▸ **EXERCISE OBJECTIVE**:
Reproduce every line of the records below without any change.

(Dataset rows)
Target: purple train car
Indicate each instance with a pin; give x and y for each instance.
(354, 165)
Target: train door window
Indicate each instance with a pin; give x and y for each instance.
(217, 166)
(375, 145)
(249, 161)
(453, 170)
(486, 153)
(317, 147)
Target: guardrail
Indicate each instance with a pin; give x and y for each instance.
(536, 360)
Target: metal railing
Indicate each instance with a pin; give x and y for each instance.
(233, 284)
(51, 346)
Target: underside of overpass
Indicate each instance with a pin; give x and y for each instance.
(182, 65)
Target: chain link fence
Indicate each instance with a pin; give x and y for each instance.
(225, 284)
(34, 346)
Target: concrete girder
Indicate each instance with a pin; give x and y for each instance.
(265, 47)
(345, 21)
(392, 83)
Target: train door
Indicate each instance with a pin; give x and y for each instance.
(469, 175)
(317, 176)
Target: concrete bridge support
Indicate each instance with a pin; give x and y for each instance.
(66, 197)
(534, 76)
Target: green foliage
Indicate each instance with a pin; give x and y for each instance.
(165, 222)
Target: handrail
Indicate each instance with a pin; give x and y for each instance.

▸ **EXPECTED ANSWER**:
Target: purple train car
Indicate each instance with a pin; give x and y for each instance.
(354, 165)
Target: train door window
Indicate each instance with a pin; give x and y for each instance.
(217, 166)
(375, 145)
(249, 161)
(453, 170)
(486, 153)
(317, 147)
Target: guardrail
Indicate each instance with a pin; give x and y for each instance.
(536, 360)
Target: metal railing
Indicate each instance with a pin; give x and y for each instance.
(233, 284)
(51, 346)
Target: underside of overpass
Indicate each instance with a pin; give x and y for each instance.
(182, 65)
Target: chain link fence
Indicate each instance with a pin; give x and y for each instance.
(225, 284)
(34, 346)
Target: concrete girder
Indicate each instance with a pin; give x and y for each instance.
(265, 47)
(345, 21)
(392, 83)
Target: train door
Indicate each instance with a pin; give x and y for each instance.
(469, 175)
(317, 176)
Target: concrete bridge support
Indicate each instance with a pin; give x and y for each instance.
(66, 197)
(534, 76)
Target: green foliage
Indicate each instance with a pin; give x and y for each instance.
(165, 222)
Target: handrail
Indicate each instance with a pin; give x and y for each instance.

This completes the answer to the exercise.